*Activité 1:*
Répondez aux questions suivantes à partir de l'entretien avec Nassim Taleb.
(a) À quoi Nassim Taleb compare-t-il le fait d'essayer de contrôler les cycles économiques ?
(b) Selon lui, que se passe-t-il pour les entreprises lorsqu'il n'y a aucune volatilité pendant un temps long ?
(c) Qu'est-ce que les problèmes traversés par la Russie au début des années 1990 montrent, d'après l'entretien ?
*Activité 2:*
Rédigez la suite de l'entretien avec Nassim Taleb, en commençant après la dernière question posée.

RT : Vous avez pu dire qu’il n’y avait aucun moyen de contrôler les cycles économiques et d'en prévenir les accidents, est-ce vraiment le cas ? Peut-on s'immuniser contre de tels risques ?

Nassim Taleb (N. T.) : Essayer de contrôler les cycles économiques est une erreur. C'est comme si le médecin essayait de microgérer la température de votre corps. Si vous prenez quelque chose d’organique et vous mettez à contrôler sa variabilité, vous finirez avec moins de variabilité qu'au départ, mais le système sera plus fragile. La même chose va se passer avec l’économie. Si pendant un temps long vous n’avez aucune volatilité, si vous n'avez jamais de plongeon dans l’activité économique, qu'est-ce qui se passe avec les entreprises ? Vous aurez beaucoup d’entreprises fragiles et donc beaucoup de matière inflammable, si l'on peut le dire. Elles vont se multiplier, et la toute première crise que vous ne serez plus en mesure de contrôler sera beacoup plus profonde qu'elle n'aurait pu l'être. Un peu de variabilité dans l’économie est donc très sain. De fait, ce qu'il faut probablement faire, c'est gérer une grande crise, mais, dans le cas de petites crises - laissez les choses se résoudre d'elles-mêmes.

Le fait que la Russie ait traversé les problèmes au début des années 1990 montre que le système peut gérer des perturbations graves dans les structures institutionnelles sans s'effondrer

RT :  Vous avez dit que, si vous aviez le choix, vous aurez préféré investir en Russie plutôt qu'en Arabie saoudite. Cela pourrait sembler étrange pour beaucoup. Pouvez-vous expliquer pourquoi vous feriez une telle opération ?

*Données fournies:*

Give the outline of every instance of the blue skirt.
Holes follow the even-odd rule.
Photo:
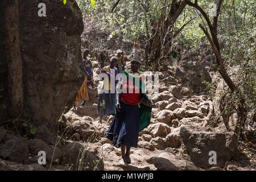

*Réponse 1:*
(a) Il le compare à un médecin qui essaierait de microgérer la température de votre corps.
(b) On se retrouve avec beaucoup d'entreprises fragiles, donc beaucoup de « matière inflammable ». Elles se multiplient, et la première crise qu'on ne peut plus contrôler est beaucoup plus profonde.
(c) Ils montrent que le système peut gérer des perturbations graves dans les structures institutionnelles sans s'effondrer.

*Réponse 2:*
N. T. : Selon mon schéma de l'éthique du jeu, quelque chose doit être mis à risque, à présent je n'ai rien à risquer en Russie, mais je n'ai rien à risquer en Arabie saoudite non plus. Si on regarde l'histoire, on comprend que les entreprises, les pays, les entités - appelons-les les entités - qui ont récemment subi des  traumatismes (comme par exemple les actions qui rebondissent, passent par l'enfer et reviennent) nous font savoir ce qu'elles sont capables de supporter. Par conséquent, le fait que la Russie ait traversé les problèmes au début des années 1990 montre que le système peut gérer une énorme baisse de l’activité économique, une énorme augmentation du chômage, des perturbations graves dans les structures institutionnelles sans pour autant s'effondrer. Je me sentirais donc beaucoup plus à l'aise dans un pays de ce type, parce que je sais que l’ordre social n’est pas susceptible de s’effondrer, quoi qu’il arrive. Pour l'Arabie saoudite - je ne sais pas si elle peut supporter la chute des prix du pétrole, je ne sais pas ce qui pourrait être le catalyseur, mais je sais que quelque chose va s’effondrer en fin de compte.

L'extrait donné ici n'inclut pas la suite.